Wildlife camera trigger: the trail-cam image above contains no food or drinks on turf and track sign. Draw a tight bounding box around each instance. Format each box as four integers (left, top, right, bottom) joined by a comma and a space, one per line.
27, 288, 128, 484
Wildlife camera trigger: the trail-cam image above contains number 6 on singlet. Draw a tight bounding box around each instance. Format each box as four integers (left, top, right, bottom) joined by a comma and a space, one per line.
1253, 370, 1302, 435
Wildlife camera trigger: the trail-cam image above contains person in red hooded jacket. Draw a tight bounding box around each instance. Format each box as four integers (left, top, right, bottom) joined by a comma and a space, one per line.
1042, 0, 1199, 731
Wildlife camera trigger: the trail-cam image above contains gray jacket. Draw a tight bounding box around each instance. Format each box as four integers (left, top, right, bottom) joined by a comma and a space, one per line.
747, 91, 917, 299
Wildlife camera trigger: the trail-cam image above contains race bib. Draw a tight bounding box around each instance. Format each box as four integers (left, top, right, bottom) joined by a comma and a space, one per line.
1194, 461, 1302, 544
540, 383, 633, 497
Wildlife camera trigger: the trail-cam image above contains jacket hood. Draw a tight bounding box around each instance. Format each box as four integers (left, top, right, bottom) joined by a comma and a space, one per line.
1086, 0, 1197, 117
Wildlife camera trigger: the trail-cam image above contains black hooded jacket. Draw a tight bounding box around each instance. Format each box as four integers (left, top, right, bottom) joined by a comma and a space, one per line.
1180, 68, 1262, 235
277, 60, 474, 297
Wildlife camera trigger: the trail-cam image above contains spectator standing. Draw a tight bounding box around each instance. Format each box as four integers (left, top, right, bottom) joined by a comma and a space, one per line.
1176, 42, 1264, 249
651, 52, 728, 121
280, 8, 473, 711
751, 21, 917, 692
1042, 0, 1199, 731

┄┄┄┄┄┄┄┄┄┄┄┄┄┄┄┄┄┄┄┄

请将上述全部各行逐字重抄一遍，顺序与内容均保持不变。

Wildlife camera trigger: the trail-cam image above contains no food or drinks on turf and track sign. Draw a tight bounding box around each instance. Format each box as four integers (left, top, right, bottom) joined by a comma and a space, one per line.
27, 288, 128, 484
Wildlife camera trigger: the trail-cam image above contains number 6 on singlet. Draw a tight bounding box around each instance. Format each box as four integers (left, top, right, bottom) joined by a comma and a space, one per line.
1253, 370, 1302, 435
Wildlife camera trigger: the trail-cam image above contains person in red hooded jacket. Draw a tight bounding box around each instance. Format each box as four integers (left, top, right, bottom) joined by a comma and a space, one per line.
1042, 0, 1199, 731
Wildlife camera trigger: the trail-cam image above contains gray jacket. Draw a tight bounding box around each instance. Format each box as four integers (left, top, right, bottom) joined by a comma and a space, one per line.
747, 91, 917, 299
Wildlife camera trigger: the trail-cam image above contains race bib. Draw a tight bounding box around each instance. Format each box as four integers (left, top, right, bottom) joined by a comma and a space, one per line.
1194, 461, 1302, 544
540, 383, 633, 497
Wildlife camera trigger: the trail-cam image above contains jacket hood. Draw a tight bounding box around each instance. Format each box as four integers (left, top, right, bottom) joined by a comma and a space, one per line.
1086, 0, 1197, 117
Wildlife camera trigger: the trail-cam image above contains black hooded jacket. Draw a tight bounding box around each instance. Format each box as four integers (left, top, right, bottom) joined by a comma and a space, one per line.
1180, 68, 1262, 235
277, 60, 474, 297
Wildlife camera trigger: the trail-cam image above contains spectator standing. Draw a tight bounding box around each instance. Format each box as four integers (left, top, right, bottom) joined by a comma and a space, one per line.
1176, 42, 1264, 249
651, 52, 728, 121
280, 8, 473, 711
751, 21, 917, 692
1042, 0, 1199, 731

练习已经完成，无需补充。